Texto de lectura.
┏━━
EN AQUELLOS DÍAS SALIÓ UN EDICTO DE CÉSAR...: AUGUSTO Y EL MESÍAS PACÍFICO DEL EVANGELIO DE SAN LUCAS ( Y II) (611)

Escribe Gonzalo Fontana

Universidad de Zaragoza



Hemos advertido de antemano de que sólo vamos a dar cuenta de una parte de la argumentación, podemos pasar a nuestro examen centrándonos sólo en los aspectos que podemos tratar sin recurrir a impertinentes tecnicismos. Y para ello nos vamos a dejar guiar por dos ilustres especialistas, A. N. Sherwin-White y R. Syme, quienes, orillando otras cuestiones, se detuvieron en la datación del famoso censo, problema respecto al cual ofrecieron dos soluciones muy distintas. Así, Syme, (1984), “The Titulus Tiburtinus”, en: A. R. Birley (ed.), Ronald Syme, Roman Papers III, Oxford, pp. 870-886, atribuyó el origen del yerro a la vaguedad con que se recordaban los acontecimientos de la historia del judaísmo palestinense. Se trataría, pues, de un mero error cronológico, fruto del simple desconocimiento; en cambio, según Sherwin-White (1963, “Quirinus, a note”, en: Roman Society and Roman Law in the New Testament, Oxford, pp. 162-171), la fecha lucana se debía a un intento consciente de rechazar “la tradición que sigue Mateo, la cual relacionaba el nacimiento de Jesús con Herodes y Arquelao” ( Mt 2, 22).
┗━━
Consigna.
Escribe la continuación del texto sobre la datación del censo de Augusto en el Evangelio de San Lucas, empezando justo después de su última oración.

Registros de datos
┏━━
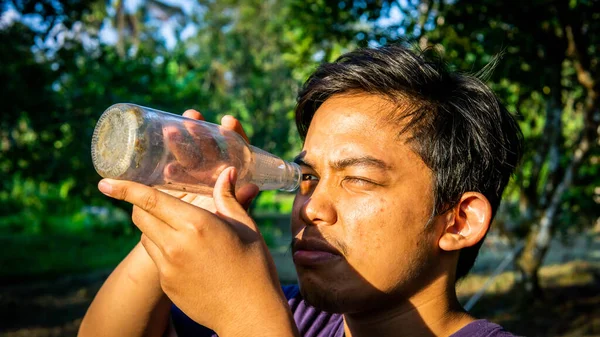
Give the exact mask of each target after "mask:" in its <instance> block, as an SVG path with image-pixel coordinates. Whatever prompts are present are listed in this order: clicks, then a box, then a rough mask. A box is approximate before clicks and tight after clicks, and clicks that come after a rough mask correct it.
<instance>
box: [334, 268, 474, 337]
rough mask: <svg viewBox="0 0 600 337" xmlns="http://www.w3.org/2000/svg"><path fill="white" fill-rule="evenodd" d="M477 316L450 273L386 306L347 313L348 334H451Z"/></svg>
mask: <svg viewBox="0 0 600 337" xmlns="http://www.w3.org/2000/svg"><path fill="white" fill-rule="evenodd" d="M473 320H474V318H473V317H472V316H470V315H469V314H468V313H467V312H465V311H464V309H463V308H462V307H461V305H460V303H459V302H458V299H457V298H456V291H455V288H454V284H452V282H449V280H448V278H447V277H441V278H438V279H437V280H435V281H433V282H432V283H431V284H430V285H428V286H427V287H426V288H425V289H422V290H420V291H419V292H418V293H416V294H415V295H413V296H411V297H410V298H409V299H408V300H402V301H399V303H398V304H397V305H395V306H392V307H388V308H385V309H379V310H373V311H369V312H360V313H353V314H344V330H345V332H346V336H347V337H363V336H449V335H451V334H452V333H454V332H456V331H458V330H460V329H461V328H462V327H464V326H465V325H467V324H468V323H470V322H472V321H473Z"/></svg>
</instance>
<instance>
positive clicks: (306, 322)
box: [171, 285, 344, 337]
mask: <svg viewBox="0 0 600 337" xmlns="http://www.w3.org/2000/svg"><path fill="white" fill-rule="evenodd" d="M282 290H283V293H284V294H285V298H286V299H287V301H288V304H289V306H290V310H291V311H292V315H293V316H294V321H295V322H296V326H297V327H298V330H299V331H300V335H301V336H304V337H340V336H343V335H344V319H343V317H342V315H341V314H332V313H328V312H325V311H322V310H319V309H317V308H315V307H313V306H311V305H310V304H308V303H307V302H306V301H305V300H304V299H303V298H302V295H301V294H300V289H299V288H298V286H297V285H290V286H283V287H282ZM171 319H172V322H173V327H174V329H175V331H176V332H177V335H178V336H179V337H187V336H195V337H214V336H216V334H215V333H214V332H213V331H211V330H209V329H207V328H205V327H203V326H201V325H199V324H198V323H196V322H194V321H193V320H191V319H190V318H189V317H187V316H186V315H185V313H183V312H182V311H181V310H180V309H179V308H177V307H176V306H175V305H173V307H172V309H171Z"/></svg>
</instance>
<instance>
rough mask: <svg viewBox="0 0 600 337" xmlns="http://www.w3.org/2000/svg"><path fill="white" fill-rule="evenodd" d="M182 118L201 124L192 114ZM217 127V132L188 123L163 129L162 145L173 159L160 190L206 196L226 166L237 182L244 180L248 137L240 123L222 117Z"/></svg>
mask: <svg viewBox="0 0 600 337" xmlns="http://www.w3.org/2000/svg"><path fill="white" fill-rule="evenodd" d="M183 116H184V117H187V118H190V119H195V120H204V118H203V116H202V114H200V113H199V112H198V111H195V110H187V111H186V112H185V113H184V114H183ZM221 123H222V125H221V127H220V128H216V127H215V126H214V125H211V124H208V123H204V124H200V123H197V122H194V121H191V120H190V121H187V120H184V121H183V123H178V124H172V125H171V124H166V125H164V126H163V131H162V132H163V139H164V144H165V145H166V146H167V147H168V148H169V152H170V153H171V154H173V157H171V158H172V161H171V162H169V163H167V164H166V165H165V168H164V179H165V181H164V185H163V186H162V188H166V189H178V190H187V191H194V192H197V193H200V194H205V195H210V194H212V186H214V184H215V182H216V180H217V177H218V176H219V174H220V173H221V172H222V171H223V170H224V169H225V168H226V167H227V166H235V167H236V168H237V169H238V174H239V175H240V179H243V178H245V176H246V175H247V174H248V173H249V172H248V170H247V168H246V167H245V165H244V163H245V162H246V161H248V160H250V156H251V152H250V150H249V148H248V146H247V143H248V137H247V136H246V133H245V132H244V130H243V128H242V125H241V124H240V122H239V121H238V120H237V119H235V118H233V117H232V116H224V117H223V118H222V120H221ZM240 137H241V138H242V139H243V140H242V139H240ZM245 143H246V144H245ZM240 187H241V188H242V189H243V188H246V187H247V186H246V184H243V185H242V186H240Z"/></svg>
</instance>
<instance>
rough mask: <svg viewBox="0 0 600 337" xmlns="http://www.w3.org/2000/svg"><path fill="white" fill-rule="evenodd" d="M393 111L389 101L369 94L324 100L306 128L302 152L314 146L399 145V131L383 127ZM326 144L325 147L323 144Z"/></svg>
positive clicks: (335, 96) (355, 94) (340, 95)
mask: <svg viewBox="0 0 600 337" xmlns="http://www.w3.org/2000/svg"><path fill="white" fill-rule="evenodd" d="M393 109H395V105H393V104H392V103H391V102H389V101H388V100H385V99H383V98H381V97H379V96H375V95H369V94H351V95H350V94H345V95H335V96H332V97H330V98H329V99H327V100H326V101H325V102H323V104H321V106H320V107H319V109H318V110H317V111H316V112H315V115H314V117H313V119H312V121H311V123H310V127H309V128H308V133H307V135H306V142H305V148H306V147H307V146H313V145H319V146H323V145H331V144H332V143H333V144H336V145H342V144H345V145H347V146H351V145H352V144H356V145H358V144H360V145H363V146H369V145H373V146H375V145H377V146H375V147H380V146H386V145H389V144H385V143H391V142H396V143H401V141H400V140H399V139H397V131H398V130H399V129H398V127H395V126H393V125H391V124H390V123H385V122H384V120H385V119H386V118H385V117H386V116H388V115H389V114H390V112H391V111H392V110H393ZM324 141H327V142H328V143H327V144H324V143H322V142H324Z"/></svg>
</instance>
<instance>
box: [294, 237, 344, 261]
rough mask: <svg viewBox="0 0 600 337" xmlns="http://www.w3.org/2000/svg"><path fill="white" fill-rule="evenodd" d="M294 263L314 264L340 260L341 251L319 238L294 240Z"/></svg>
mask: <svg viewBox="0 0 600 337" xmlns="http://www.w3.org/2000/svg"><path fill="white" fill-rule="evenodd" d="M292 251H293V252H294V255H293V259H294V263H295V264H296V265H297V266H298V265H301V266H316V265H321V264H327V263H331V262H335V261H338V260H341V258H342V256H341V253H340V252H339V251H338V250H337V249H335V248H334V247H333V246H331V245H330V244H328V243H327V242H325V241H321V240H309V239H303V240H294V244H293V246H292Z"/></svg>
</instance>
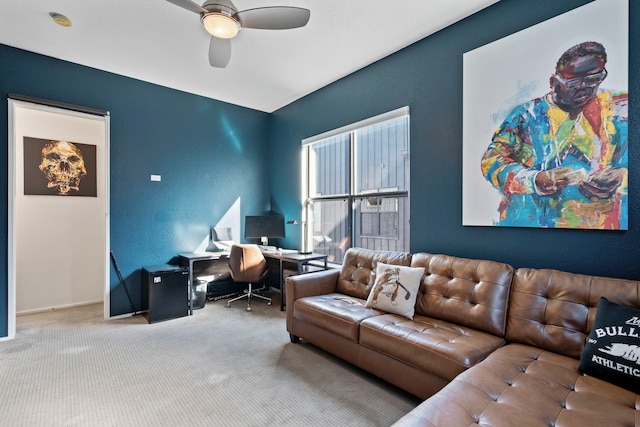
┗━━
Respuesta final.
Y no es inverosímil que sea así: los textos cristianos primitivos constituyen la materialización de las creencias y las inquietudes de las comunidades que los produjeron; y no sería imposible que, en este punto, la comunidad lucana quisiera marcar su identidad respecto a la de Mateo, caracterizada por un indisimulado judaísmo. En efecto, el autor lucano y los destinatarios de su grupo constituían, a fines del siglo I, una facción excéntrica en el cristianismo de su época. En un movimiento que, inicialmente, había tenido una indudable impronta judía, ellos constituían la avanzada de lo que sería el cristianismo del futuro: una religión formada por gentiles, más sensibles al contexto romano al que pertenecían que al pasado judío de los grupos representados por un Jesús perseguido por Herodes, personaje que, de hecho, no tiene ningún papel en el tercer evangelio. De ahí que ubicaran a su mesías en unas coordenadas completamente distintas a las de los relatos judaicos de Mateo.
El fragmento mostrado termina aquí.